▸ Tasks for this exercise
**a.** Return the passage of the sales article from "The key for" up to and including "sale is done.", copied word for word.
**b.** Count the lines in the records that contain the string "brick", treating case as significant. Reply with the number alone.

▸ Page

┄┄┄┄┄┄

You’ve done the hard work to get your marketing under control. Your ideal clients know who you are and how to find you. When done right, marketing generates leads and interest, and potential clients will start to reach out to you.

The next step is vital in running a successful business. What do you do when people contact you interested in what you’re selling? How do you close the sale?

As is true for other areas of control, there needs to be a process in place in order for you to make the best of your sales opportunities.

The key for every business owner is to understand your lead times.

For some businesses, the sales process is simple. If you have a physical store, a customer comes in and buys what you’re selling. Online transactions for physical products can be just as easy. You receive an order, you send it, and the sale is done.

The process can be much more complicated in other types of businesses. Business to business professional services can take weeks, months, sometimes years of contact to make a sale to a potentially interested client.

Far from one touch client interaction with a physical store, the sales process for other business types can be as many as 13 touches.

The ladder of loyalty shows an important perspective on customer relations. Your relationship with someone who might buy from you starts well before they hand over any cash.

The moment someone touches your business, you have a chance to lose or retain them.

This includes the moment they sign on to a database, like your Facebook page, follow you on LinkedIn or Twitter. No matter how removed you feel from a sale at this point, retention starts straight away.

It’s important to understand that these people should already be considered customers, even though they’re not spending money just yet.

┄┄┄┄┄┄

Stored records
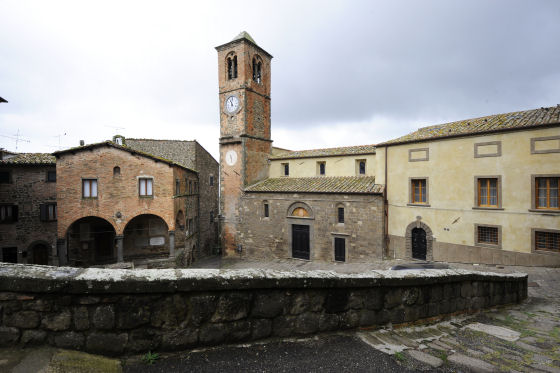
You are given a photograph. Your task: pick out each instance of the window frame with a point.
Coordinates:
(90, 180)
(534, 194)
(50, 172)
(534, 232)
(44, 215)
(14, 213)
(411, 201)
(486, 244)
(477, 205)
(151, 179)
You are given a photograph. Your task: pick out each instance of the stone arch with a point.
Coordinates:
(39, 252)
(146, 235)
(429, 239)
(297, 205)
(91, 240)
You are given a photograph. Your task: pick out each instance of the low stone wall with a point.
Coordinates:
(114, 311)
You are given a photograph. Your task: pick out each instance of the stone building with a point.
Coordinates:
(119, 203)
(28, 208)
(268, 212)
(482, 190)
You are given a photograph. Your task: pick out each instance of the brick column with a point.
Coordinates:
(62, 251)
(119, 239)
(171, 244)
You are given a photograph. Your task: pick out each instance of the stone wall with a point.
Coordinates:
(113, 312)
(270, 237)
(27, 190)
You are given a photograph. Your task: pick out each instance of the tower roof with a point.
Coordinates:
(244, 35)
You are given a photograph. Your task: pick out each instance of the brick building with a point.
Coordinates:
(119, 203)
(28, 209)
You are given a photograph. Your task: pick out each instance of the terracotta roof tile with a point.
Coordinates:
(347, 184)
(327, 152)
(491, 123)
(30, 159)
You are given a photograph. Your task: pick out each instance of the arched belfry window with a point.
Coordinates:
(257, 69)
(232, 67)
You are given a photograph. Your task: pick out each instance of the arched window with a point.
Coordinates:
(257, 70)
(232, 67)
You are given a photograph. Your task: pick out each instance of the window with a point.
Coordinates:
(232, 67)
(257, 70)
(8, 213)
(488, 192)
(145, 187)
(341, 214)
(51, 176)
(339, 249)
(547, 190)
(5, 177)
(548, 240)
(321, 168)
(488, 235)
(89, 188)
(47, 211)
(361, 167)
(418, 191)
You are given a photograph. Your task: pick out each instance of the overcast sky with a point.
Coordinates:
(343, 73)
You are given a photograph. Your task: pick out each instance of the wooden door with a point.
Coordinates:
(300, 241)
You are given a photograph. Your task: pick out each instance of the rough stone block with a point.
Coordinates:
(32, 337)
(232, 306)
(70, 340)
(23, 319)
(104, 317)
(106, 343)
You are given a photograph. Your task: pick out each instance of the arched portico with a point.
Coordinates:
(147, 235)
(91, 240)
(419, 241)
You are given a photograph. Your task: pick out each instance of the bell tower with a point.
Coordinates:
(245, 145)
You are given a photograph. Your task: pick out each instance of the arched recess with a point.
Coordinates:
(300, 210)
(91, 240)
(38, 252)
(145, 235)
(418, 224)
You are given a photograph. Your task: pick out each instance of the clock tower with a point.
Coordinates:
(245, 145)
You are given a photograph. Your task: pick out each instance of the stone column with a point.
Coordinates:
(62, 251)
(119, 239)
(171, 244)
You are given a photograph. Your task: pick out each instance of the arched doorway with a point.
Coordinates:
(91, 240)
(146, 235)
(38, 253)
(419, 247)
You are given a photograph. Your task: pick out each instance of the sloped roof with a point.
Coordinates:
(30, 159)
(178, 151)
(121, 147)
(492, 123)
(346, 184)
(326, 152)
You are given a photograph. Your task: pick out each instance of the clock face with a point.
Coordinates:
(231, 157)
(232, 104)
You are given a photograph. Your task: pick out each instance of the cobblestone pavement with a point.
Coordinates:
(515, 338)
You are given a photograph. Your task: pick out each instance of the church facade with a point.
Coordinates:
(483, 190)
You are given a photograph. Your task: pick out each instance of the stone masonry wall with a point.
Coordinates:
(118, 311)
(28, 189)
(268, 238)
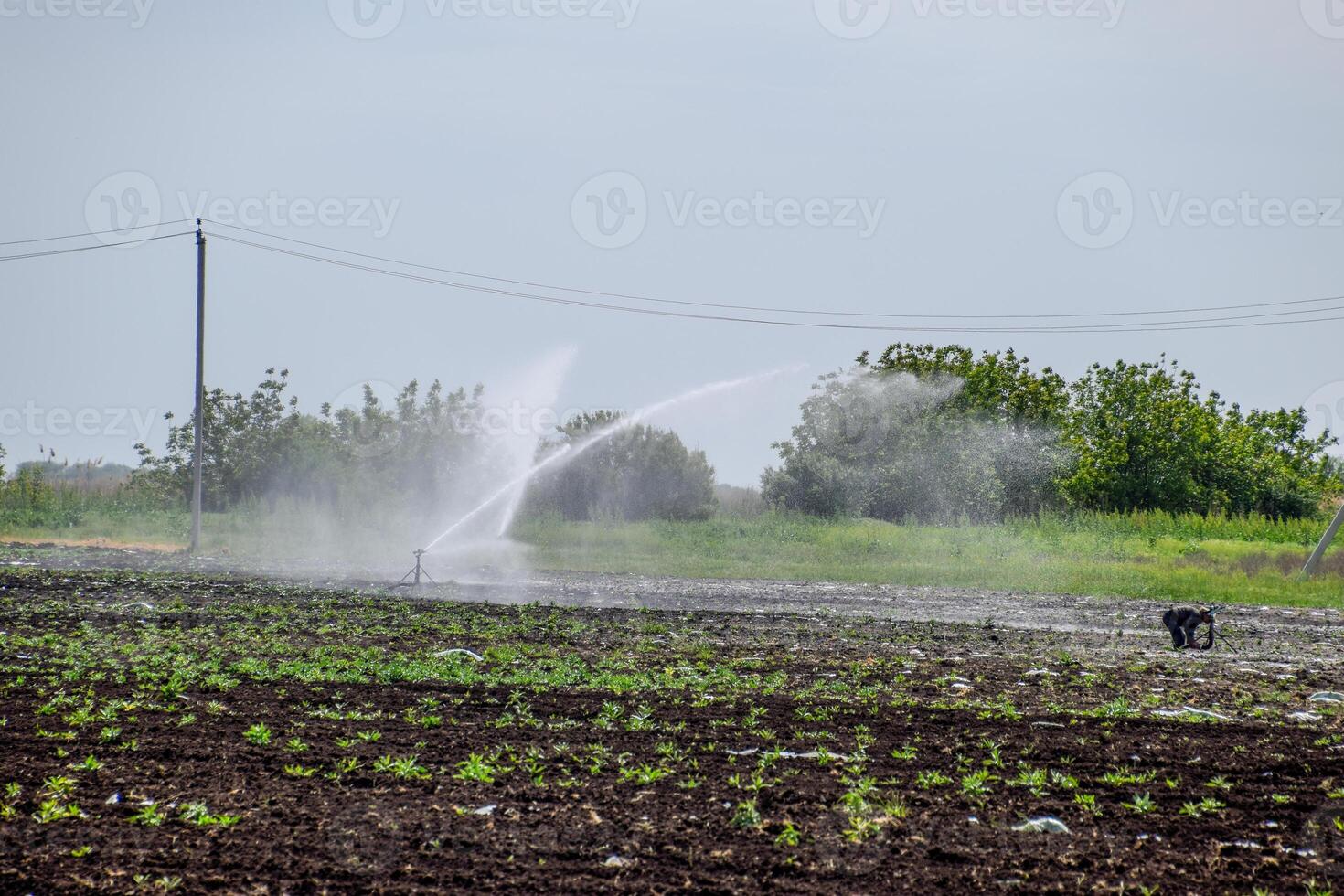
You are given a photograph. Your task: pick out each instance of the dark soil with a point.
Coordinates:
(572, 806)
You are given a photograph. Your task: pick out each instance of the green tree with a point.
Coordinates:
(1148, 437)
(928, 432)
(637, 473)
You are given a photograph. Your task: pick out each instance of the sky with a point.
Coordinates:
(957, 157)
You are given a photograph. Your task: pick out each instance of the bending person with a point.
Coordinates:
(1183, 623)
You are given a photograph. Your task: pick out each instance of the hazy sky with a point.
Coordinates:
(903, 157)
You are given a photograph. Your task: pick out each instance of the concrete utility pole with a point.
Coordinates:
(200, 387)
(1309, 570)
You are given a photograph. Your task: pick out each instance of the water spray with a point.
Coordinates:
(572, 450)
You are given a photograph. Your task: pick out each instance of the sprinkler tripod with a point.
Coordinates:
(415, 574)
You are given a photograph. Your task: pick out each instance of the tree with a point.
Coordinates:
(937, 432)
(925, 432)
(637, 473)
(263, 448)
(1147, 437)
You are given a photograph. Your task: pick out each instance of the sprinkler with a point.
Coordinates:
(411, 579)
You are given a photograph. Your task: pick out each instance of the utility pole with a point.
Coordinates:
(1309, 570)
(200, 387)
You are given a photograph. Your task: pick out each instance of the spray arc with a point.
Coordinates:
(568, 453)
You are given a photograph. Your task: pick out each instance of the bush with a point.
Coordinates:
(937, 434)
(637, 473)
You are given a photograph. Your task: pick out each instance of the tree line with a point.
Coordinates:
(941, 434)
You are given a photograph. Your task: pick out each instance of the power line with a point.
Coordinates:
(1106, 328)
(777, 311)
(99, 232)
(86, 249)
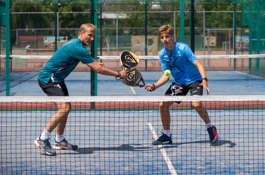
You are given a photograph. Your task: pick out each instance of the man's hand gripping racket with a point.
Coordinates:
(129, 62)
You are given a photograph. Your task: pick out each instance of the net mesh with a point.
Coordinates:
(115, 135)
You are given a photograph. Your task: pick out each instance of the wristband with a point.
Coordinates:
(205, 79)
(154, 87)
(118, 77)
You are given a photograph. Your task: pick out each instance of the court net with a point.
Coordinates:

┄┄┄┄┄┄

▸ Exercise answers
**a.**
The key for every business owner is to understand your lead times.

For some businesses, the sales process is simple. If you have a physical store, a customer comes in and buys what you’re selling. Online transactions for physical products can be just as easy. You receive an order, you send it, and the sale is done.

**b.** 2